▶ **Aim of the exercise**: Say how many of the lines below contain the word "face"; nothing else belongs in the answer.

--------------------

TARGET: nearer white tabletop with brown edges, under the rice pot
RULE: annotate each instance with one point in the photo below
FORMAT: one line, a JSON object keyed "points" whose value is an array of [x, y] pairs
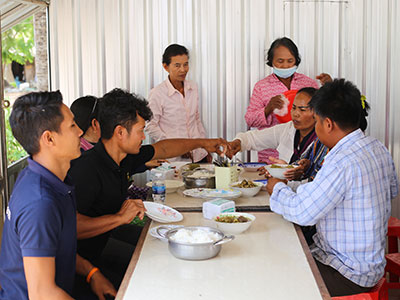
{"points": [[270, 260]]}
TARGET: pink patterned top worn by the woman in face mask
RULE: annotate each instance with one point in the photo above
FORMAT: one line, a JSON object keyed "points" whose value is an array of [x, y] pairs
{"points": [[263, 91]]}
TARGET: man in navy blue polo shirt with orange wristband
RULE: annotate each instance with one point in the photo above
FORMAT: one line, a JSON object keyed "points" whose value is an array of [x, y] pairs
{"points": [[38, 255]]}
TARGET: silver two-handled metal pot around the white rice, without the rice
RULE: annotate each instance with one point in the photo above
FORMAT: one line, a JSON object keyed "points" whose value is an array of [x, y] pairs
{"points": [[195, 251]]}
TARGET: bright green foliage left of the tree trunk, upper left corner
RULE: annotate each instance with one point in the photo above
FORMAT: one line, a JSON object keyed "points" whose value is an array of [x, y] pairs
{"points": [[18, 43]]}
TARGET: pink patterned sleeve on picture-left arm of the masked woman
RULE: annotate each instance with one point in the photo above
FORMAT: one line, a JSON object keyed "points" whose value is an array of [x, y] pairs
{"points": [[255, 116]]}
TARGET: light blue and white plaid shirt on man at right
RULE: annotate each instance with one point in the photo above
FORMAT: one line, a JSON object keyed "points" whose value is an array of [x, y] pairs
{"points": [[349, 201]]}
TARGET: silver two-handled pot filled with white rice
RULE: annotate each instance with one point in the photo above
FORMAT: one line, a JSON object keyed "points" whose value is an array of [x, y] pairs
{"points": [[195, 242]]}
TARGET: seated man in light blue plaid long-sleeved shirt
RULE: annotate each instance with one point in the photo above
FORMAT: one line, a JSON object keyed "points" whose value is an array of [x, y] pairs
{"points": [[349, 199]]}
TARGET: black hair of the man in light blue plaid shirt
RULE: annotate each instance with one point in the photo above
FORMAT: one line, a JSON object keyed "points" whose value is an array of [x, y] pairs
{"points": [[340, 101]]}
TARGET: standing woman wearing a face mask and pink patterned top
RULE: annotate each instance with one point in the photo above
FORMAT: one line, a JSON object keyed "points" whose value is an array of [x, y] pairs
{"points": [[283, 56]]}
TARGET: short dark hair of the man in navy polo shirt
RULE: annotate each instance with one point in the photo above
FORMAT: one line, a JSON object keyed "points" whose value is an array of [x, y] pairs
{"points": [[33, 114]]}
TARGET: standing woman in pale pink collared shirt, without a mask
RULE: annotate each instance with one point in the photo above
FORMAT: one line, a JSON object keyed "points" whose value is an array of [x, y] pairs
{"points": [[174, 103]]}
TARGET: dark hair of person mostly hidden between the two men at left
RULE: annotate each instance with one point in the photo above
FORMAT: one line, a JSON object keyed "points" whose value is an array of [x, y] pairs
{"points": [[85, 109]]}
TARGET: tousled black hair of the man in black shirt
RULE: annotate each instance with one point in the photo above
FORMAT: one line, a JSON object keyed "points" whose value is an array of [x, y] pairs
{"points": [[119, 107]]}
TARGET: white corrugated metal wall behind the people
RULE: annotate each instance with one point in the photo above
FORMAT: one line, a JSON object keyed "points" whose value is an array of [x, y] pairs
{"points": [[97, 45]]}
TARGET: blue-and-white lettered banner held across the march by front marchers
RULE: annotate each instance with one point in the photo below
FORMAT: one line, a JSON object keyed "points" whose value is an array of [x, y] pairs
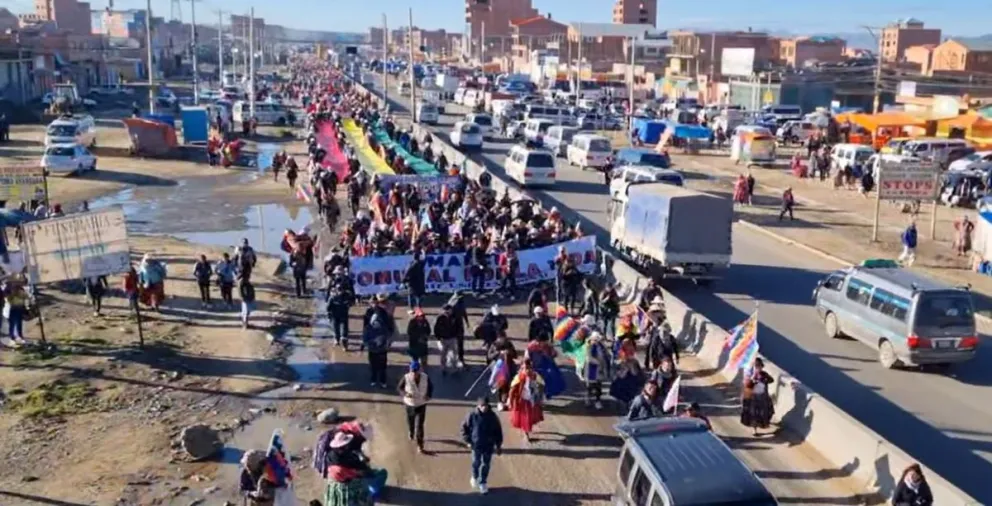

--------------------

▶ **Your solution**: 2